[Entrées d'annotation par coordonnées]
◆ ◆ ◆ ◆ ◆

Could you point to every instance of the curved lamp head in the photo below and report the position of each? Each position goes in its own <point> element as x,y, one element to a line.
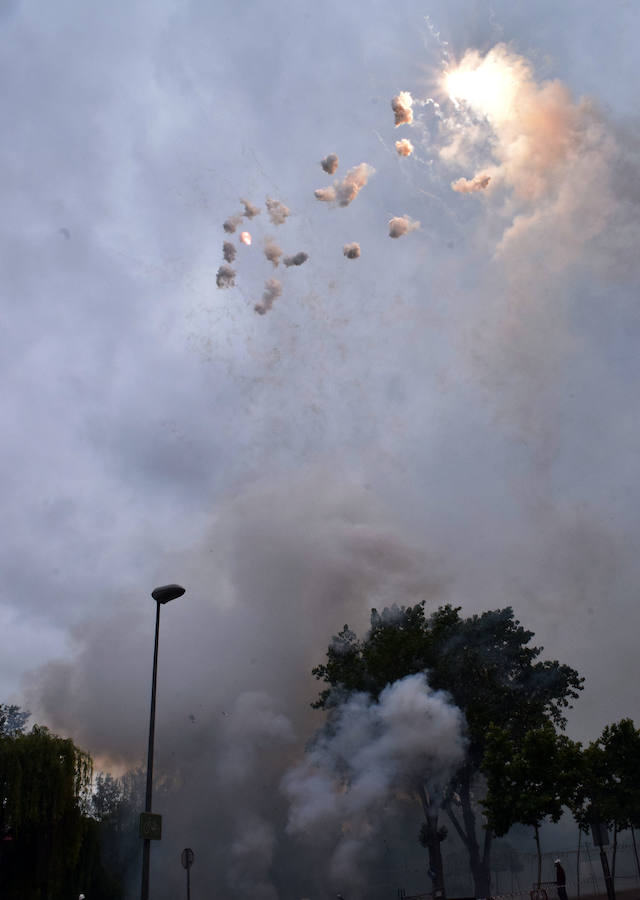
<point>167,592</point>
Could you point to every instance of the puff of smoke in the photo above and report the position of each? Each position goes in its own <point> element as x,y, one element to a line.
<point>232,223</point>
<point>404,147</point>
<point>226,276</point>
<point>229,251</point>
<point>330,163</point>
<point>296,260</point>
<point>250,211</point>
<point>278,212</point>
<point>400,225</point>
<point>401,105</point>
<point>347,189</point>
<point>272,252</point>
<point>272,290</point>
<point>470,186</point>
<point>370,751</point>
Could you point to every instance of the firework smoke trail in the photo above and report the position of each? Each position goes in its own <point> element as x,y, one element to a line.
<point>470,186</point>
<point>330,163</point>
<point>371,750</point>
<point>229,251</point>
<point>278,212</point>
<point>404,147</point>
<point>400,225</point>
<point>272,290</point>
<point>296,260</point>
<point>401,105</point>
<point>226,276</point>
<point>346,190</point>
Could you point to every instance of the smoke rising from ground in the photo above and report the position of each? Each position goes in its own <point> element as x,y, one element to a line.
<point>278,212</point>
<point>296,260</point>
<point>226,276</point>
<point>347,189</point>
<point>229,251</point>
<point>372,749</point>
<point>400,225</point>
<point>402,108</point>
<point>272,290</point>
<point>330,163</point>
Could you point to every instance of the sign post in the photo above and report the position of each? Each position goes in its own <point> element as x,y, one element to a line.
<point>187,858</point>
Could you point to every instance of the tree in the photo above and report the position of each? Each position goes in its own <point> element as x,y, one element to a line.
<point>491,673</point>
<point>529,780</point>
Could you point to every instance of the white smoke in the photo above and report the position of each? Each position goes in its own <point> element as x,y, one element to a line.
<point>370,751</point>
<point>400,225</point>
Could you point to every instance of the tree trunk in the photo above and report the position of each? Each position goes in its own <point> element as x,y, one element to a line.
<point>537,836</point>
<point>436,871</point>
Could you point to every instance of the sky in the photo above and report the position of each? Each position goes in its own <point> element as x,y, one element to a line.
<point>451,416</point>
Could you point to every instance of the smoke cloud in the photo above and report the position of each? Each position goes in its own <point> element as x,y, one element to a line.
<point>232,223</point>
<point>330,163</point>
<point>250,211</point>
<point>370,751</point>
<point>347,189</point>
<point>226,276</point>
<point>351,251</point>
<point>272,290</point>
<point>278,212</point>
<point>404,147</point>
<point>401,105</point>
<point>296,260</point>
<point>400,225</point>
<point>272,252</point>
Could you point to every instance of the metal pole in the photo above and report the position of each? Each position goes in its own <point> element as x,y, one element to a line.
<point>146,848</point>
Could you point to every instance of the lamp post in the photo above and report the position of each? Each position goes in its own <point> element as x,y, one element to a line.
<point>161,595</point>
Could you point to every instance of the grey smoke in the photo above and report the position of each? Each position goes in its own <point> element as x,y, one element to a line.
<point>348,188</point>
<point>272,290</point>
<point>229,251</point>
<point>278,212</point>
<point>330,163</point>
<point>400,225</point>
<point>225,277</point>
<point>232,223</point>
<point>272,251</point>
<point>250,211</point>
<point>296,260</point>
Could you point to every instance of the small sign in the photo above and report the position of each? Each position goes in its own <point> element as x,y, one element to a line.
<point>150,826</point>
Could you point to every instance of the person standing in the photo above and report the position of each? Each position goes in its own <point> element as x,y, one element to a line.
<point>561,880</point>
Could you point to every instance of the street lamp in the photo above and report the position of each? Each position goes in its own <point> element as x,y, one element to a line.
<point>161,595</point>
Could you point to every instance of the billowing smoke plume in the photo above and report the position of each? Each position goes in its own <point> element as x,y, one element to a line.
<point>226,276</point>
<point>250,211</point>
<point>330,163</point>
<point>347,189</point>
<point>370,751</point>
<point>272,252</point>
<point>272,290</point>
<point>470,186</point>
<point>404,147</point>
<point>296,260</point>
<point>400,225</point>
<point>401,106</point>
<point>278,212</point>
<point>232,223</point>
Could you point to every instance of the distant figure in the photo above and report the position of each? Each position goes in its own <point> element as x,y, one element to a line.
<point>561,880</point>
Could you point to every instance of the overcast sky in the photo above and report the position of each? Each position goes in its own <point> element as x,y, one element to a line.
<point>451,416</point>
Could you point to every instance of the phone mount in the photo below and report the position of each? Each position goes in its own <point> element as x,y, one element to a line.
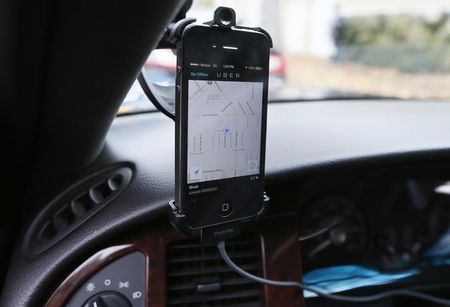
<point>224,18</point>
<point>214,233</point>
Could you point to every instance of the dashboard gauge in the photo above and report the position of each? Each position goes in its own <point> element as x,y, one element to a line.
<point>400,246</point>
<point>332,232</point>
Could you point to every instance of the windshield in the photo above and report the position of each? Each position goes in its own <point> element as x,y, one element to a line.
<point>338,48</point>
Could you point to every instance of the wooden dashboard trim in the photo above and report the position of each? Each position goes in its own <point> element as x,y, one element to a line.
<point>280,254</point>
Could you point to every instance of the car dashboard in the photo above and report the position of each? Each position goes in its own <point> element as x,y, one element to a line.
<point>360,203</point>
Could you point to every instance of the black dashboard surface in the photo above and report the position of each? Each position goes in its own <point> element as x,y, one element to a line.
<point>301,138</point>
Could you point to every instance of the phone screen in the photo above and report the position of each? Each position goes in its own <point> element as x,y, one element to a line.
<point>224,129</point>
<point>221,121</point>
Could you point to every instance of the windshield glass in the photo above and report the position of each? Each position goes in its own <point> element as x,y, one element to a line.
<point>338,48</point>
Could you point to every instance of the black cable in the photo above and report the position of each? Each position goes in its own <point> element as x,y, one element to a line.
<point>322,293</point>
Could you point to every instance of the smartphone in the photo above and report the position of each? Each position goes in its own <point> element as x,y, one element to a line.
<point>221,111</point>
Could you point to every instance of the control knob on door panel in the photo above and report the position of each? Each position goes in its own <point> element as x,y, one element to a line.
<point>107,299</point>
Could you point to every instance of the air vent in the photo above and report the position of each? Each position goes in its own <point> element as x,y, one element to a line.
<point>197,275</point>
<point>78,203</point>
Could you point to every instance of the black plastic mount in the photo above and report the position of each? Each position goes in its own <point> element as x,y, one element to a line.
<point>216,233</point>
<point>224,17</point>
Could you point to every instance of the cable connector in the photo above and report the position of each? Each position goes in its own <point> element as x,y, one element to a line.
<point>220,233</point>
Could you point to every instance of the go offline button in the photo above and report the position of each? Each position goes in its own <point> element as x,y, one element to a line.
<point>226,209</point>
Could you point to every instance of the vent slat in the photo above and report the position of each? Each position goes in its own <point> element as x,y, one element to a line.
<point>211,270</point>
<point>190,264</point>
<point>193,246</point>
<point>225,283</point>
<point>206,298</point>
<point>192,258</point>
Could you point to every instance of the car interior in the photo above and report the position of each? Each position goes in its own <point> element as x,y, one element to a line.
<point>359,185</point>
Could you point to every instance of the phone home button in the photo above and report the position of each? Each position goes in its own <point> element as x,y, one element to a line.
<point>226,209</point>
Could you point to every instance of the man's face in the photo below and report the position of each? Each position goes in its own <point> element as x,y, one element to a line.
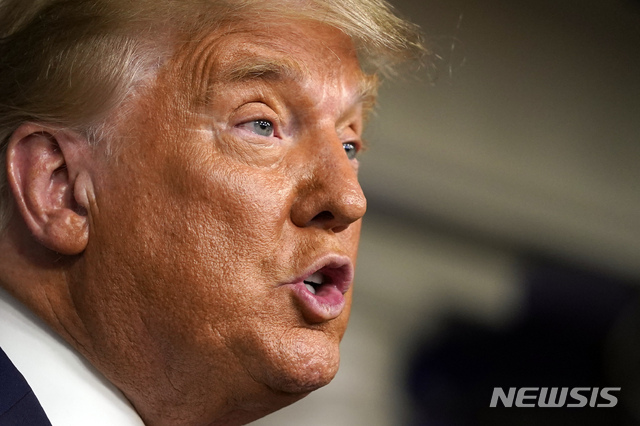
<point>233,184</point>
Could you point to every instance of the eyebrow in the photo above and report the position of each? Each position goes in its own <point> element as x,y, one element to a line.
<point>252,68</point>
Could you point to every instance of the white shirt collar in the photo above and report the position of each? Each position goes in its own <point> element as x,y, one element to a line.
<point>71,391</point>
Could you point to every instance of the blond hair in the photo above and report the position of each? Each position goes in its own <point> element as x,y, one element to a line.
<point>71,63</point>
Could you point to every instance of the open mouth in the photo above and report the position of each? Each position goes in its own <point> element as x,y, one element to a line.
<point>320,292</point>
<point>314,282</point>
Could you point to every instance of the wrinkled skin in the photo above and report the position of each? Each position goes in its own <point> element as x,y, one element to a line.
<point>200,217</point>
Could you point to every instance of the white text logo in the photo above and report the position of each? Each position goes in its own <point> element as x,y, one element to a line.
<point>555,397</point>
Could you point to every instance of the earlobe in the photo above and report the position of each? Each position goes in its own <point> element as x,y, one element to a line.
<point>42,180</point>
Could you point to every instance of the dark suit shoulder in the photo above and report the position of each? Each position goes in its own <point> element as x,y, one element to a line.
<point>18,404</point>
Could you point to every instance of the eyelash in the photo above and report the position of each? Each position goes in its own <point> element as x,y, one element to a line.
<point>351,148</point>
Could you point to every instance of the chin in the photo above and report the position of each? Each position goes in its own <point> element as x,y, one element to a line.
<point>301,362</point>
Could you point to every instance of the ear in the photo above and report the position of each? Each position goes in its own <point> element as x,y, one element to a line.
<point>43,165</point>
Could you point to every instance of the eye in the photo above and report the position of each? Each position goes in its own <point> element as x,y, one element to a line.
<point>350,149</point>
<point>259,127</point>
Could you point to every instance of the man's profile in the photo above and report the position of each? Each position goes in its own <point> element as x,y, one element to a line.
<point>180,209</point>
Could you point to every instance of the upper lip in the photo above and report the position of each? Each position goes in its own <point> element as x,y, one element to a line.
<point>337,270</point>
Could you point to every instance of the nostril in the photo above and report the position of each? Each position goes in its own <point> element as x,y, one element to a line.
<point>323,216</point>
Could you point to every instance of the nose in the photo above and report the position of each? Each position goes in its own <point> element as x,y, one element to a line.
<point>329,195</point>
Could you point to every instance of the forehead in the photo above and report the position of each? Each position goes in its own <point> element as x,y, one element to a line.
<point>285,51</point>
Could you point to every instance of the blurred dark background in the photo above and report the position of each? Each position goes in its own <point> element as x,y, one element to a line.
<point>501,247</point>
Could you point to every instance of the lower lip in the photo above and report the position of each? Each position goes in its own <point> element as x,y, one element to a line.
<point>327,304</point>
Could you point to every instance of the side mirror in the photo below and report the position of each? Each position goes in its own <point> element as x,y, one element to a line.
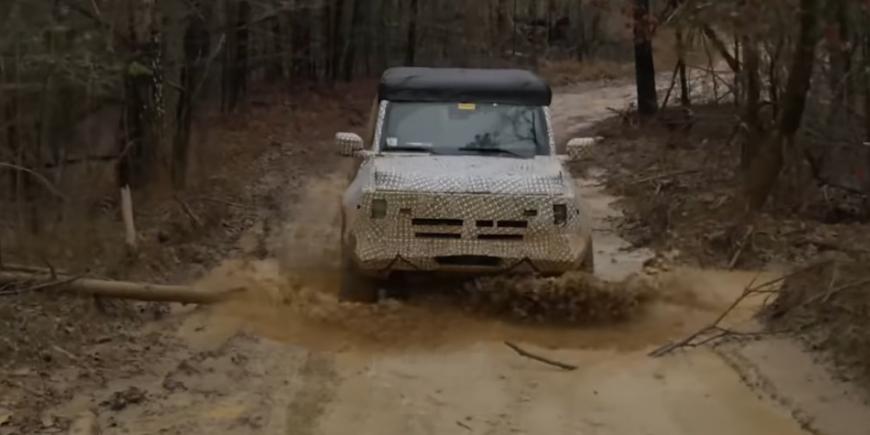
<point>349,144</point>
<point>579,146</point>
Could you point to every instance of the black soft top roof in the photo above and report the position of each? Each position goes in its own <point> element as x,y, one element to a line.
<point>504,86</point>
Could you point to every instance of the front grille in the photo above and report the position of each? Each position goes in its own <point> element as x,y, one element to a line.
<point>436,222</point>
<point>502,237</point>
<point>442,236</point>
<point>513,224</point>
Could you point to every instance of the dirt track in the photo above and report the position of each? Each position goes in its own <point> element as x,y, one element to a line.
<point>289,359</point>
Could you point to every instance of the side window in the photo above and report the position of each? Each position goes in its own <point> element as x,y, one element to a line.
<point>373,122</point>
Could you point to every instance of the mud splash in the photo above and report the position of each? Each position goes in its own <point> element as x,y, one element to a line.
<point>293,297</point>
<point>311,316</point>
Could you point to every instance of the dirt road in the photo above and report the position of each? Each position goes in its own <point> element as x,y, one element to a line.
<point>289,359</point>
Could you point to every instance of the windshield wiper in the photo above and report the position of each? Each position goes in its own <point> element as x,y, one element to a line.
<point>493,151</point>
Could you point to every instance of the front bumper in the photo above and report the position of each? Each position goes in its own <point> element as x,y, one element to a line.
<point>469,233</point>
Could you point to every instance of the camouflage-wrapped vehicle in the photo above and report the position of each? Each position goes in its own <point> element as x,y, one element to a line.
<point>460,175</point>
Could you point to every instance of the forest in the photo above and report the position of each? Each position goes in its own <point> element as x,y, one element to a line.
<point>98,94</point>
<point>173,246</point>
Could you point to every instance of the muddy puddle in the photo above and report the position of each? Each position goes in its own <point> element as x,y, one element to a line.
<point>292,298</point>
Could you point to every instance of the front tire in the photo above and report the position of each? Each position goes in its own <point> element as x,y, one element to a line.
<point>588,264</point>
<point>356,287</point>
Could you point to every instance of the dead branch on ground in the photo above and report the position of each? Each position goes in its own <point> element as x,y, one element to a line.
<point>714,331</point>
<point>122,289</point>
<point>665,175</point>
<point>539,358</point>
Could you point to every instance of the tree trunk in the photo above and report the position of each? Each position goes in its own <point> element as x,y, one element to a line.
<point>721,47</point>
<point>840,60</point>
<point>766,167</point>
<point>685,98</point>
<point>754,136</point>
<point>647,99</point>
<point>867,78</point>
<point>411,50</point>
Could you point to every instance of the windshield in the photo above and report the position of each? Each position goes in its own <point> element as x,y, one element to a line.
<point>465,128</point>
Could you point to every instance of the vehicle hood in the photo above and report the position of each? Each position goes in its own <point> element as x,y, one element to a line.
<point>541,175</point>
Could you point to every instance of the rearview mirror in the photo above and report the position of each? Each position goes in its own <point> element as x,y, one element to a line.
<point>579,146</point>
<point>349,144</point>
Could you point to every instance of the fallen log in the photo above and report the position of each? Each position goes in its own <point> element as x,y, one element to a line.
<point>522,352</point>
<point>123,289</point>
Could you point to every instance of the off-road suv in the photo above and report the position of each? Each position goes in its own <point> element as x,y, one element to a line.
<point>460,175</point>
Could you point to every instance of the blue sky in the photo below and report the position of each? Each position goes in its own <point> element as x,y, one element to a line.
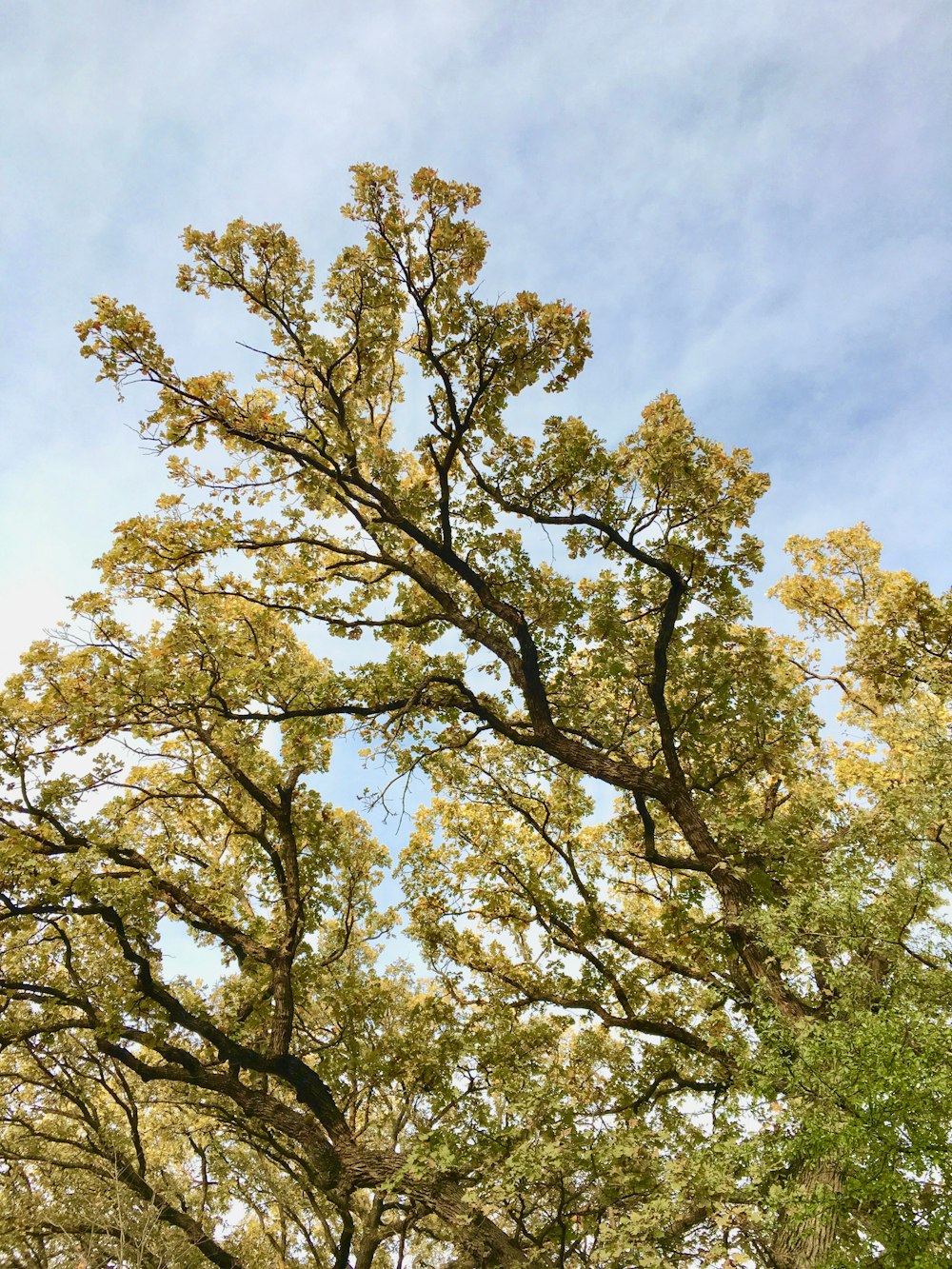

◆ ◆ ◆ ◆ ◆

-- Votre tâche --
Recopiez les lignes du matériel qui vont de la ligne contenant "Could you point to every instance of the front grille" jusqu'à la ligne contenant "<point>513,224</point>" incluse, en y substituant "radiator grille" à "front grille". Ne modifiez rien d'autre.

-- Réponse correcte --
Could you point to every instance of the radiator grille in the photo above and report the position of each? Each position goes in its own <point> element as x,y, one element to a line.
<point>436,222</point>
<point>502,237</point>
<point>442,236</point>
<point>513,224</point>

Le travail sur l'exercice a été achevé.